Kaynak Metinden Alıntı:
|---|
Ramazan, Davul Piyasasını Hareketlendirdi
Ramazana hazırlanan davulcular, sahurun vazgeçilmez enstrümanı asma davul satışlarını arttırdı.
ŞAHİN OKTAY - HALİL İBRAHİM TAŞEL - Ramazana hazırlanan davulcular, sahurun vazgeçilmez enstrümanı asma davul satışlarını arttırdı.
İzmit ilçesinde enstrüman satışı yapan Metin Akmeşe, AA muhabirine babasının 60 yıl boyunca müzik aletleri satarak geçimini sağladığını belirterek, mesleği kendisinin devam ettirdiğini söyledi.
Akmeşe, 7 yıl öncesine kadar sadece davul tamiri yaptığını, sattığı davulları hazır aldığına dikkati çekerek, "Hazır bando davulu satıyorduk. Toptancılar, davulları Çin'den getirtmeye başlayınca ölçülerde 1 santimetre oynama oldu. Ben müşterime bunu izah edene kadar çok zorlandım. Durumu üreticiye söyledim ama beni dinlemediler. Ben de kızdım, kendim üretmeye başladım. Çocukken İstanbul'dan ağaç davulu hazır alırdık. Mercan yokuşunda İsmet Amca vardı. Beklerken nasıl yaptığını görüyorduk, gide gele biz de öğrendik" diye konuştu.
Genel olarak satışlarda uzun zamandır durgunluk olduğunu dile getiren Akmeşe, ramazanın yaklaşmasıyla artan davul satışlarının az da olsa nefes almalarını sağladığını kaydetti.
Akmeşe, ucuza mal etmek için davulları kontrplaktan yaptığını anlatarak, "Senenin iki ayı ortalama 30-40 davul üretiyoruz. Senede 2-3 davul satıyorsam, ramazanda 40-50'yi buluyor. Daha çok tamirle uğraşıyoruz. Fiyatlar 55-60 liradan başlayıp 100-150 liraya kadar çıkıyor. Ebat küçüldükçe fiyat da ucuzluyor" ifadesini kullandı.
Perakendecilerin imal etmek yerine toptancıdan ürün aldığına dikkati çeken Akmeşe, çok çeşitli davullar bulunduğunu, kendisinin asma davul, bendir ve def yaptığını aktardı.
|---|
Kutu etiketli veri kümesi alıntıları

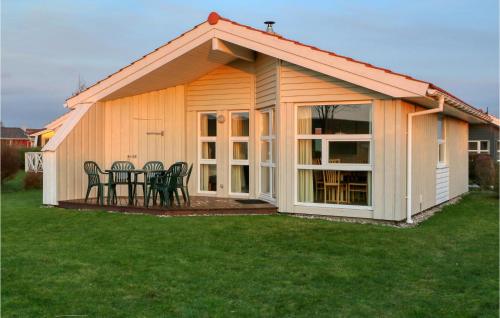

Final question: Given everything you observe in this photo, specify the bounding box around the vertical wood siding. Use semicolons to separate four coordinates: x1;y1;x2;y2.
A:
445;117;469;198
280;62;384;103
372;99;408;220
186;61;254;111
255;54;278;108
57;86;186;200
57;103;105;200
412;108;438;214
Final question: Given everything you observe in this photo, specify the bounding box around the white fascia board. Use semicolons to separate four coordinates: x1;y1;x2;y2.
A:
215;21;429;98
42;103;93;151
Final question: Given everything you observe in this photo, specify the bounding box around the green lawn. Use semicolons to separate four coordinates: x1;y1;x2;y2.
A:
2;175;499;317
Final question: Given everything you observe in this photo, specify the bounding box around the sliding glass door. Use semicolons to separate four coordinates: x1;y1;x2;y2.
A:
198;112;217;193
229;111;250;195
259;108;276;200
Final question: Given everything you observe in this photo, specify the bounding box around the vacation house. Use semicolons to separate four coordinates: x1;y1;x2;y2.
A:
43;12;491;222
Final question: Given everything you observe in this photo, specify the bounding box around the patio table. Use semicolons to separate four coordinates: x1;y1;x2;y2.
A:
104;169;139;205
131;169;165;207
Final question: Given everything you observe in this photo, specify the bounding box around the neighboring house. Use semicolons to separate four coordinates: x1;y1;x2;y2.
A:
1;126;31;148
43;13;491;222
29;112;71;147
469;118;500;161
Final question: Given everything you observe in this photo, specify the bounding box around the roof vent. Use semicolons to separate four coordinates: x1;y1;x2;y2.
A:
264;21;275;33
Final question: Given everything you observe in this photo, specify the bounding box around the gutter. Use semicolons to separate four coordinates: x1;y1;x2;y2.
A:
406;94;445;224
427;88;494;123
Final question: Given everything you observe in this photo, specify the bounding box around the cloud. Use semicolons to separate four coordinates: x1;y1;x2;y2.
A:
1;0;498;126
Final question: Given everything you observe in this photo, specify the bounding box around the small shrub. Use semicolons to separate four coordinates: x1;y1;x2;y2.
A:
24;172;43;190
474;154;496;189
0;146;20;183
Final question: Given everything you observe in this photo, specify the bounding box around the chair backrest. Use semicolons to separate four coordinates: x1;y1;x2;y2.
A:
142;161;165;171
186;164;193;187
111;161;135;183
142;161;165;183
323;170;340;184
83;161;102;186
172;161;188;187
158;165;177;190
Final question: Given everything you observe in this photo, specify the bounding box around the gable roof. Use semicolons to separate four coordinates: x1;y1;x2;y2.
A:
0;127;30;140
45;12;492;151
66;12;492;122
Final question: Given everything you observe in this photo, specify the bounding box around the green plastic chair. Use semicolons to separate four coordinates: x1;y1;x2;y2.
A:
153;163;182;206
83;161;112;205
109;161;135;204
134;161;165;207
175;162;193;205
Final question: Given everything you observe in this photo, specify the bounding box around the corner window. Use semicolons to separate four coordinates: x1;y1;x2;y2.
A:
296;104;372;207
469;140;490;154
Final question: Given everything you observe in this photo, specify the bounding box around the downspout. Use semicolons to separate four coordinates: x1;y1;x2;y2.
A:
406;95;444;224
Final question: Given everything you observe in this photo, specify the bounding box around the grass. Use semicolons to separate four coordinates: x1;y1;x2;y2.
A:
2;174;499;317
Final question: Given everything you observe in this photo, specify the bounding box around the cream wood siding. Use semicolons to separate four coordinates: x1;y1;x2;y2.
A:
57;86;186;200
186;61;255;111
104;86;186;195
412;108;438;214
255;54;278;108
436;166;450;204
445;117;469;199
56;103;105;201
186;60;256;197
280;62;384;103
372;99;410;220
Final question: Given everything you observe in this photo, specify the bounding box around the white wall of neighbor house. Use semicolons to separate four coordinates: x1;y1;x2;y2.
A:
445;117;469;199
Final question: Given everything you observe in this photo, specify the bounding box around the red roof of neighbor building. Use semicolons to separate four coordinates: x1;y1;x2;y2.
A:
0;126;30;140
67;12;486;118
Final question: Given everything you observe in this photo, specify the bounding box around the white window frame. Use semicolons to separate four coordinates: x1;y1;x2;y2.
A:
197;111;219;195
293;100;375;211
228;109;252;197
258;106;277;202
497;140;500;162
467;140;490;154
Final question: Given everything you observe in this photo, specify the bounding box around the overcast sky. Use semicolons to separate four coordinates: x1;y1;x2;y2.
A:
1;0;499;127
|---|
Çözülecek Problemler:
A - Ramazanda davul satışlarıyla ilgili habere göre Metin Akmeşe'nin babası kaç yıl müzik aleti satarak geçimini sağlamış?
B - Ramazanda davul satışlarını anlatan haberi kaldığı yerden devralıp sürdür.

Görevlerin Cevapları:
A - 60 yıl.

B -
Akmeşe, imalata kontrplağı kıvırıp içine çıta döşemekle başladığını belirterek, sözlerini şöyle sürdürdü:
"Bu şekilde günde 10-15 tane hazırlayıp, temizliğini yapıyorum. Daha sonra dış kasnakları hazırlıyorum. Bunlar da bittikten sonra derileri hazırlayıp, germe işlemlerine başlıyorum. Yaptığım davulların bir tarafını kalın, diğer tarafını da ince deriyle sarıyorum. Böylece 3 günde 10 davul imal ediyorum ama bunu yaparken başka işle uğraşmamam gerekiyor. Davulu elde yapan usta kalmadı. Satanlar da hazır alıyor. Ramazandan ramazana olduğu için ben de elde yaparak bu geleneği sürdürmeye çalışıyorum."
"Çalmayı bilenle bilmeyen arasında çok fark var"
Akmeşe, davulda kalite aranmadığına işaret ederek, çalacak kişinin tecrübesinin önemli olduğunu söyledi.
"Davul çalmayı bilenle bilmeyen arasında çok fark var" diyen Akmeşe, "Normal çalan deriyi kolay patlatamaz. İki-üç sene kullananlar var, patlatmadan getiriyorlar, çürümeye yüz tutuyor. Bodrum katta saklananlar rutubette kaldığı için çabuk patlıyor. Tecrübeli olmayanlar 2-3 günde patlatıyor. Malzemede kusur buluyorlar ama malzemeyle ilgisi yok, sert vurdukları için patlatıyorlar. Normal tempoda çaldıklarında patlatacaklarını sanmıyorum" şeklinde konuştu.
Ramazanda çalmak için davul satın alan Mehmet Şahin de babasının ramazanlarda davul çaldığını, kendisinin de bu geleneği yaşattığını kaydetti.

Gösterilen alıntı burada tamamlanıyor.